TASK DETAILS
Update the part of the exhibition notices that opens with the words "New at Harper’s" and closes with "from his studio.", writing it out again with "jute" replaced by "burlap".

Wed, 05/08/2019 - 15:57

New at Harper’s Apartment

An exhibition of eight mixed-media paintings on jute by the Los Angeles artist Spencer Lewis will open Monday with a reception from 6 to 8 p.m. at Harper’s Apartment, the Manhattan outpost of East Hampton’s Harper’s Books. The show will run through June 6.

Mr. Lewis’s recent paintings are composed of layered streaks of smeared, dripped, and spackled paint that are built up into elevated tactile surfaces sometimes encrusted with strips of paper and other detritus from his studio. 

Located at 51 East 74 Street, the gallery’s regular hours are Thursday through Saturday, noon to 6 p.m., but because of next week’s Frieze art fair it will also be open Tuesday and Wednesday from noon to 6.

Photographers East

Photographers East will hold its annual spring exhibition at Ashawagh Hall in Springs on Saturday and Sunday, with a reception set for Saturday from 5 to 8 p.m. Formed in 1991 by three East End photographers, the group has grown to more than 50 members. The exhibition will include work by Bill Alves, Nina Bataller, Fred Bertrand, Gerry Giliberti David Gilmore, Dennis Maroulas, Bruce Milne, Sandy Peabody, Matt Rohde, Fred VanderWerven, and Denis Wolf.

Peter Beston at MM Fine Art

“Moments/Stories,” an exhibition of paintings by Peter Beston, will be on view at MM Fine Art in Southampton from Saturday through May 19. A reception will be held Saturday from 6 to 8 p.m.

Born in England, Mr. Beston worked for many years as a film editor before settling in East Quogue and devoting himself full time to painting. His background in film is reflected in the narrative element of his paintings, which use precise composition, intense colors, and occasional elements of the surreal to create realistic images that suggest something mysterious or ominous lurking just outside the frame.

DATASET
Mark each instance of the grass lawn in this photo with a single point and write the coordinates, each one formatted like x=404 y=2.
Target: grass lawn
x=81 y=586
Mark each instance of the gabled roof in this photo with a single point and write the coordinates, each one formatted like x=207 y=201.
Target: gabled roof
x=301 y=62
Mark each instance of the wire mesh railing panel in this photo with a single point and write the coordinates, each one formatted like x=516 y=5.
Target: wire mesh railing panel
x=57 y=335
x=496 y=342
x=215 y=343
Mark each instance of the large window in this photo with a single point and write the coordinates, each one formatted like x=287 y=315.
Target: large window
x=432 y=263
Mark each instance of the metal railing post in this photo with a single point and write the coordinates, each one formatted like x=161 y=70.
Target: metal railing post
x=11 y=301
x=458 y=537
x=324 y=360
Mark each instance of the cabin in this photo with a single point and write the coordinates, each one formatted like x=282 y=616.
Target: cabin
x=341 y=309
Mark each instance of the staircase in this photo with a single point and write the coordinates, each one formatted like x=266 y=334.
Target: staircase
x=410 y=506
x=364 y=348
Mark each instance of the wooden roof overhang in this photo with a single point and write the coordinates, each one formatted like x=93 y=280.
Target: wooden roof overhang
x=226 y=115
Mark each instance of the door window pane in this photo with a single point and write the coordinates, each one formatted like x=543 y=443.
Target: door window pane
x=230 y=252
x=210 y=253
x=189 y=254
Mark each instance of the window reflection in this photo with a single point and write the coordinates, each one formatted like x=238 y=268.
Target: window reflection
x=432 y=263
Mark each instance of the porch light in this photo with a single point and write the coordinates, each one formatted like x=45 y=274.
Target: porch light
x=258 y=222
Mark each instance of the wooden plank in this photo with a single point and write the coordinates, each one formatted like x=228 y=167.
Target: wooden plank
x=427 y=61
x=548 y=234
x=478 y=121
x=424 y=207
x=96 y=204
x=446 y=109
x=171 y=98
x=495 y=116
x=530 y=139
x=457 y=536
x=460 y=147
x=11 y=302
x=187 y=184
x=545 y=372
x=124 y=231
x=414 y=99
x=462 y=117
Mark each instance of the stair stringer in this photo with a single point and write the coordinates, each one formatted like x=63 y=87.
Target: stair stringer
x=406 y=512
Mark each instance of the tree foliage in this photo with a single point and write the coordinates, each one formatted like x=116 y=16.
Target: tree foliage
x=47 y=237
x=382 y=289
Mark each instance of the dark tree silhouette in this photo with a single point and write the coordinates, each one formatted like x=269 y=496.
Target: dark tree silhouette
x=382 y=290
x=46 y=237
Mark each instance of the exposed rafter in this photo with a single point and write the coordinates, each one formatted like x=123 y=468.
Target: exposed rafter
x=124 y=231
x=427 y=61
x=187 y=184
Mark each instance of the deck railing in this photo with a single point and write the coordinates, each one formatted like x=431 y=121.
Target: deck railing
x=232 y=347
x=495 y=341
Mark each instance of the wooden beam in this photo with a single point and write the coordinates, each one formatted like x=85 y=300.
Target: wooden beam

COMPLETED EXERCISE
New at Harper’s Apartment

An exhibition of eight mixed-media paintings on burlap by the Los Angeles artist Spencer Lewis will open Monday with a reception from 6 to 8 p.m. at Harper’s Apartment, the Manhattan outpost of East Hampton’s Harper’s Books. The show will run through June 6.

Mr. Lewis’s recent paintings are composed of layered streaks of smeared, dripped, and spackled paint that are built up into elevated tactile surfaces sometimes encrusted with strips of paper and other detritus from his studio.